Natural-language object grounding data:

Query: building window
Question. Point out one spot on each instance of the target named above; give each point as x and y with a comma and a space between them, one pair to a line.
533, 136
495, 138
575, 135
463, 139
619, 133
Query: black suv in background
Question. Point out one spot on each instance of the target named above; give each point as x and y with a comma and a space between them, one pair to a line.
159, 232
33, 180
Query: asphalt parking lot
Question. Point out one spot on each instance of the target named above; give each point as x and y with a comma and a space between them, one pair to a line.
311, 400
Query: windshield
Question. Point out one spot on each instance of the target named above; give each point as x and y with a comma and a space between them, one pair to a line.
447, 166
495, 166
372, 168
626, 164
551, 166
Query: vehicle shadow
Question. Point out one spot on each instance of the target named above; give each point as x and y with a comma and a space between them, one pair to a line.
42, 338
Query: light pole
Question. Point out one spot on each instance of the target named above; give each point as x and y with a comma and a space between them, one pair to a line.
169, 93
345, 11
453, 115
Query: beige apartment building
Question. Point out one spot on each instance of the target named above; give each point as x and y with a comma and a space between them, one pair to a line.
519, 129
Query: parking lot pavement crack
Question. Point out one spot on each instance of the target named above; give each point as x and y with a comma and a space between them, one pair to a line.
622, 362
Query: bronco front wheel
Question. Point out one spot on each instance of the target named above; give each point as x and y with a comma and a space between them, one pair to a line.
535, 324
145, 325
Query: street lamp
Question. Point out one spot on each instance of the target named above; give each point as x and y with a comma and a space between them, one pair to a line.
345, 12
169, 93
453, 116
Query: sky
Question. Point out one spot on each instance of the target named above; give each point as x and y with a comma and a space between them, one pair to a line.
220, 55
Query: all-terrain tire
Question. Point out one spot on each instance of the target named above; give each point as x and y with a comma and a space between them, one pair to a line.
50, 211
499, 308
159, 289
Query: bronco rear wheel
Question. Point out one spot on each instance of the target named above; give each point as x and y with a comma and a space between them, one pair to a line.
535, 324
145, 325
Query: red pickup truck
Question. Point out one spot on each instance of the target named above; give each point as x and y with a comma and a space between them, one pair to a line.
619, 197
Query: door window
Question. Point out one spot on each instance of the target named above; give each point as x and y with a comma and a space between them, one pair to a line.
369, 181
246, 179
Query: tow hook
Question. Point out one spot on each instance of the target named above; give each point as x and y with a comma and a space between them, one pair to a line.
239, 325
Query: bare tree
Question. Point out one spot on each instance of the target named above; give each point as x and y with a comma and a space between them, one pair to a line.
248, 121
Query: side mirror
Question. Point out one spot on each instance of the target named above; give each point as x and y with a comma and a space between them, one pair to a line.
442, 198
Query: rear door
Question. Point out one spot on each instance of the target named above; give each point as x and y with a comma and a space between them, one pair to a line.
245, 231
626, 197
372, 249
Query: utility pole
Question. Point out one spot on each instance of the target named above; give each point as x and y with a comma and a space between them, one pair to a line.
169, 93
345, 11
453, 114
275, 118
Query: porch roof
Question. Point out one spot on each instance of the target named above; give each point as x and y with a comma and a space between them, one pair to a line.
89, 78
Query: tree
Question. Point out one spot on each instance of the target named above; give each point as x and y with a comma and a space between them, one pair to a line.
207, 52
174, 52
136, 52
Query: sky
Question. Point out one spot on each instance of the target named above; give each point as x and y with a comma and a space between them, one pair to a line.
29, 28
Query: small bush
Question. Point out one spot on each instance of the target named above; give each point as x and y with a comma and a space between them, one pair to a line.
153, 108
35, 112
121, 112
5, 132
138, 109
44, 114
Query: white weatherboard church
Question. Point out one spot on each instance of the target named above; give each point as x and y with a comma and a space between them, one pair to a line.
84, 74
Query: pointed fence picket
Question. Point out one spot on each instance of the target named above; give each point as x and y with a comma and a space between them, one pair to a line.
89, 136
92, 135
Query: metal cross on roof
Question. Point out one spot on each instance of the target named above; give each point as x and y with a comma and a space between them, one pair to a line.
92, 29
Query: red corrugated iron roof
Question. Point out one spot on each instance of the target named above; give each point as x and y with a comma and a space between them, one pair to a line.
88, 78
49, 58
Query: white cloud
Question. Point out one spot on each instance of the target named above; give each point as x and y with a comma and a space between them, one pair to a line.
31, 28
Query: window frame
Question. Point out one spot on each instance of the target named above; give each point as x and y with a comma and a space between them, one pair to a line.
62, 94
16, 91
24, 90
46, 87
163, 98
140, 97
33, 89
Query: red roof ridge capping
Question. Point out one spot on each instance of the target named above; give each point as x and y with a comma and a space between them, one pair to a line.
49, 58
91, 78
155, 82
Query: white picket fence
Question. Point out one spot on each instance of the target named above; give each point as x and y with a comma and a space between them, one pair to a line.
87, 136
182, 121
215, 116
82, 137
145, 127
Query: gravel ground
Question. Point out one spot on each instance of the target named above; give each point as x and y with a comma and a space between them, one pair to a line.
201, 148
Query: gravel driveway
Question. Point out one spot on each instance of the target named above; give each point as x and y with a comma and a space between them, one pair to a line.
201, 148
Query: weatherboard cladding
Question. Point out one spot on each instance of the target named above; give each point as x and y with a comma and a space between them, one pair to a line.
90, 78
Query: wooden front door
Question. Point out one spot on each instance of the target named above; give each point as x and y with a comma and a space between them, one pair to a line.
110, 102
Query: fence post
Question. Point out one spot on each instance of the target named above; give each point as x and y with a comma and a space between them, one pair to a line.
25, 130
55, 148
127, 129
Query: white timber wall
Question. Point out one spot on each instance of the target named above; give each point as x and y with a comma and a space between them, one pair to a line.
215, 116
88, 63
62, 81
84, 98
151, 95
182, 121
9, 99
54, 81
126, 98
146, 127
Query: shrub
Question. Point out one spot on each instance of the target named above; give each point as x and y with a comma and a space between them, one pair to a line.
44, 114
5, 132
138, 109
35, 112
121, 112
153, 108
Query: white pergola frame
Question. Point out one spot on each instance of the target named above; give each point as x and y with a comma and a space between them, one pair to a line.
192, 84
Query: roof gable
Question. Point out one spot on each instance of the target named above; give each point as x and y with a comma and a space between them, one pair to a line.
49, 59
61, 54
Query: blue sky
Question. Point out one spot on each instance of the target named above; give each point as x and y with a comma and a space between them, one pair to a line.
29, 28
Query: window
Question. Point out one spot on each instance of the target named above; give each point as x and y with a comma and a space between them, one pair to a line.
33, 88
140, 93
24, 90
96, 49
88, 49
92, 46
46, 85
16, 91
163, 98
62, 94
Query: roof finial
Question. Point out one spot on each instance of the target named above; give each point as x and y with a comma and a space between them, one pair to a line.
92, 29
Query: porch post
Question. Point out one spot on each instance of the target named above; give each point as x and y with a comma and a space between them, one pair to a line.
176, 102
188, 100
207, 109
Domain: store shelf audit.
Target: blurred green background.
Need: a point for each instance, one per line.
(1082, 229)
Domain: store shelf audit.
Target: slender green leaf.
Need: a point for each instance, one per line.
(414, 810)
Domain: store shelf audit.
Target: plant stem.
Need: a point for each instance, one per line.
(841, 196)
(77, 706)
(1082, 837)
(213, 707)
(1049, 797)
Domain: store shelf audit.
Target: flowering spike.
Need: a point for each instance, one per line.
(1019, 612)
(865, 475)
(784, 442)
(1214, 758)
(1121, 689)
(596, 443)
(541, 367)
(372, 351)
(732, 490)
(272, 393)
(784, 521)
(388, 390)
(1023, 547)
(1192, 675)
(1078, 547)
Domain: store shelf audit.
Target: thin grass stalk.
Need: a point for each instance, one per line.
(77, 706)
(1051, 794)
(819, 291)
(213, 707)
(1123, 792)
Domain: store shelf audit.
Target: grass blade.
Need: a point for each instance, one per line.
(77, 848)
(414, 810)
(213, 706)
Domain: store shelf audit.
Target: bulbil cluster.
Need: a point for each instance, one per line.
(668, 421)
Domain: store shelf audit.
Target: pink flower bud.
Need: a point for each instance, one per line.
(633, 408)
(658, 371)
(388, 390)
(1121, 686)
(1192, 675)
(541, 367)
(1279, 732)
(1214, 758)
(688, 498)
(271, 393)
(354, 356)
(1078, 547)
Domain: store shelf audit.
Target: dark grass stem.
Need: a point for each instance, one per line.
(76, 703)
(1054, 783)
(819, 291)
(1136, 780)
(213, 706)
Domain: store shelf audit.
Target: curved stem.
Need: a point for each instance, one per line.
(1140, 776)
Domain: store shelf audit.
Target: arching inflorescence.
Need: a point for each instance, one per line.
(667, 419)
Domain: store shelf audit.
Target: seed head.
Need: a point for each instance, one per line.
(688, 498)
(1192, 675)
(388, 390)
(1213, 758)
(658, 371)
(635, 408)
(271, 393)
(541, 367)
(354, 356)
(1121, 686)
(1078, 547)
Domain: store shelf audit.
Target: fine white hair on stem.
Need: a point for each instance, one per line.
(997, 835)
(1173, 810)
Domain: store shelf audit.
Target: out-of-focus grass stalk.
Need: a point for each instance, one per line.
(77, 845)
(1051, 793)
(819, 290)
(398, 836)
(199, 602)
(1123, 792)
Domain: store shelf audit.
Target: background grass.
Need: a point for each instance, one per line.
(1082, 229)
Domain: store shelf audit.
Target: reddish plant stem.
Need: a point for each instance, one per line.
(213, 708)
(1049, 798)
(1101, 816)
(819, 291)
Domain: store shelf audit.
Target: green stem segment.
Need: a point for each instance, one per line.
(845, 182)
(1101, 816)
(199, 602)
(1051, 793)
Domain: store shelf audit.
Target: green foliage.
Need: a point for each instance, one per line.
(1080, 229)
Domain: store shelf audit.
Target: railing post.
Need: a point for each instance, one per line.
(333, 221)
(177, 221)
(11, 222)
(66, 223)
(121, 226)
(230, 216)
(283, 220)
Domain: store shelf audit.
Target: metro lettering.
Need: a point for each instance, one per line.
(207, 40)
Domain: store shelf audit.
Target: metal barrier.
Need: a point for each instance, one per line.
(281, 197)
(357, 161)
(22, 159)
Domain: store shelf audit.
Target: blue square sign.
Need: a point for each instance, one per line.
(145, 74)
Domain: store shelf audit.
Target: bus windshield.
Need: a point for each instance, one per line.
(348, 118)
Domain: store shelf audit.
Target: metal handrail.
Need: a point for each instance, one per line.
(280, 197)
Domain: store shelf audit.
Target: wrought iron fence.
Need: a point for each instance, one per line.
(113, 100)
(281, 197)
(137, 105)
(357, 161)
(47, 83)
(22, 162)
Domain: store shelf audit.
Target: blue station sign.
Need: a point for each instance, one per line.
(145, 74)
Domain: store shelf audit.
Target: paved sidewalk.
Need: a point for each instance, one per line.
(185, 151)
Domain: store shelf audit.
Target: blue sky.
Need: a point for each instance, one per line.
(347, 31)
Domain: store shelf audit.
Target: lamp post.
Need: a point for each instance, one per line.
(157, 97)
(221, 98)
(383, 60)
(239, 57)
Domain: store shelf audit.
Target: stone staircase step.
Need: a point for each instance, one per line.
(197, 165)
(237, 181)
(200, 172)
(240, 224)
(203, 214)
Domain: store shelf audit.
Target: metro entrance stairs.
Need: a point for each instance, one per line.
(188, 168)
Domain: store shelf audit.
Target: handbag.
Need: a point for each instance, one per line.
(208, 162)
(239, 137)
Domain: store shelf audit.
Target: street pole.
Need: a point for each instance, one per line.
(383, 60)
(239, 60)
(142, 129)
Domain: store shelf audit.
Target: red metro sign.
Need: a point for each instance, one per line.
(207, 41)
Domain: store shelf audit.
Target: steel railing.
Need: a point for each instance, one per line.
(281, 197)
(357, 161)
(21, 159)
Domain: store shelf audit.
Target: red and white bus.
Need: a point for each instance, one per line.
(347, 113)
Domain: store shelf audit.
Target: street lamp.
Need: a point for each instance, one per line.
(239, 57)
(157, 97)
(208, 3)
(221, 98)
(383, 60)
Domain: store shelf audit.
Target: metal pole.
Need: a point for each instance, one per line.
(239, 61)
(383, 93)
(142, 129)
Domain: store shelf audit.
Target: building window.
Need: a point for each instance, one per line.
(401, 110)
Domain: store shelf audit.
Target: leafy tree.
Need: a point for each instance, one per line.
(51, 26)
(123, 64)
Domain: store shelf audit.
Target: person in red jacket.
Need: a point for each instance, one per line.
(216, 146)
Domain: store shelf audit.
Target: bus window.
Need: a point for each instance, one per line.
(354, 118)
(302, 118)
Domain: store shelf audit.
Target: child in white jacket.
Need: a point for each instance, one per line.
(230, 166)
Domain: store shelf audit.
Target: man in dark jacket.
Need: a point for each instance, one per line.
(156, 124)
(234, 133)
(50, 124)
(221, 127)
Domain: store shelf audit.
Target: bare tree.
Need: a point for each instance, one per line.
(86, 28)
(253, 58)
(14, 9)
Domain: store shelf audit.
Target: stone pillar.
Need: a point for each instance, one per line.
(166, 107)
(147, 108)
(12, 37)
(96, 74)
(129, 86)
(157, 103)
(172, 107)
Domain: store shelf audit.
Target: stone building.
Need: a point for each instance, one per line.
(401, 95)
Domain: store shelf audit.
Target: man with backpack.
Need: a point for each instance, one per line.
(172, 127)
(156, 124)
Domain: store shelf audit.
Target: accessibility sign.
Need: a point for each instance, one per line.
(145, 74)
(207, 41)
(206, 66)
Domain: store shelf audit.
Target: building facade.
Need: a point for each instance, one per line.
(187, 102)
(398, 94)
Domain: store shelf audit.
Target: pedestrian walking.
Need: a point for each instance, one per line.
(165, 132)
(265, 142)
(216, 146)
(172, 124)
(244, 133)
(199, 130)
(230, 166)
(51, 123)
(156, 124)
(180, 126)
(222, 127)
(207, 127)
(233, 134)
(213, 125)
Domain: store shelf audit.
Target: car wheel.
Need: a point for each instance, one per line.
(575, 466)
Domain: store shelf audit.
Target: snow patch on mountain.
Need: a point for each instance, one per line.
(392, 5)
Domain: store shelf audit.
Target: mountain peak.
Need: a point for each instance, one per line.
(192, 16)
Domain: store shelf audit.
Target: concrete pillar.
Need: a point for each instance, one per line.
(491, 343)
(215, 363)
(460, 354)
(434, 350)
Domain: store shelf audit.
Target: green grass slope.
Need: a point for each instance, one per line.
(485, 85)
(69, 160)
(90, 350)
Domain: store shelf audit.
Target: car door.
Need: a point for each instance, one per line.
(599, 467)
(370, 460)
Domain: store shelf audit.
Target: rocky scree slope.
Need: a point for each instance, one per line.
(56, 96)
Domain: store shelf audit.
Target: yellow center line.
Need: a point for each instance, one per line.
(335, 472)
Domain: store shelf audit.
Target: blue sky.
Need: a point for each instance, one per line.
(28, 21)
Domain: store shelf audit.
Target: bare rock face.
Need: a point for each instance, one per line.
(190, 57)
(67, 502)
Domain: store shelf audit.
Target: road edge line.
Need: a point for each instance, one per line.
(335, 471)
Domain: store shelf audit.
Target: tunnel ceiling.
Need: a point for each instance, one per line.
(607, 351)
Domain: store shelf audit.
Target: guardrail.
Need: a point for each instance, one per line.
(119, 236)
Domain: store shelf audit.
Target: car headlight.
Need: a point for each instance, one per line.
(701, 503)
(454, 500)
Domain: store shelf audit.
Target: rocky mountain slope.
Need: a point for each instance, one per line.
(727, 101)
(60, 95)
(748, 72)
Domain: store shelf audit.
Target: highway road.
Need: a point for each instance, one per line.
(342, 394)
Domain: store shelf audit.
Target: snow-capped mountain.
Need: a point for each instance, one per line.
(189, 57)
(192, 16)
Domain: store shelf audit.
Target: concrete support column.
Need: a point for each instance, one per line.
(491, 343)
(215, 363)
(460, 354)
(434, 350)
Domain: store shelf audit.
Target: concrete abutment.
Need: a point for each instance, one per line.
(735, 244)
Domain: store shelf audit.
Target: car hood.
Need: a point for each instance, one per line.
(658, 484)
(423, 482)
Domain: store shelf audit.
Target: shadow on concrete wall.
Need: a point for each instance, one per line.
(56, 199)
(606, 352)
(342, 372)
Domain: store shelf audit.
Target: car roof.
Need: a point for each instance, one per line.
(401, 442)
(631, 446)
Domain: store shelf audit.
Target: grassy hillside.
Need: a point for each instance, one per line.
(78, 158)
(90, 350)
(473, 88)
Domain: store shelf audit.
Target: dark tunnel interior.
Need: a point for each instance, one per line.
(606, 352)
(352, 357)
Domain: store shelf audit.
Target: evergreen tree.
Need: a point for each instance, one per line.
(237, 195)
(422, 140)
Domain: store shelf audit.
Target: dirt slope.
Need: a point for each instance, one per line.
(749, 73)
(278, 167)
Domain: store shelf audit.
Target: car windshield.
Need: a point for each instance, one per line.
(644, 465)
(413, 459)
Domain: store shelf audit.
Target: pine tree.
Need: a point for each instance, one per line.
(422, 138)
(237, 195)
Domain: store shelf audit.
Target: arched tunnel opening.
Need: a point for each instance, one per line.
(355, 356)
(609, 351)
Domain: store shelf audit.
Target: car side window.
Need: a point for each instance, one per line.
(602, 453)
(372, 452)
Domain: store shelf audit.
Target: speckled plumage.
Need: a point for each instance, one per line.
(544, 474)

Task item:
The answer must consist of every line from the data that holds the string "shadow".

Solved exercise:
Query: vehicle shadow
Target: shadow on concrete wall.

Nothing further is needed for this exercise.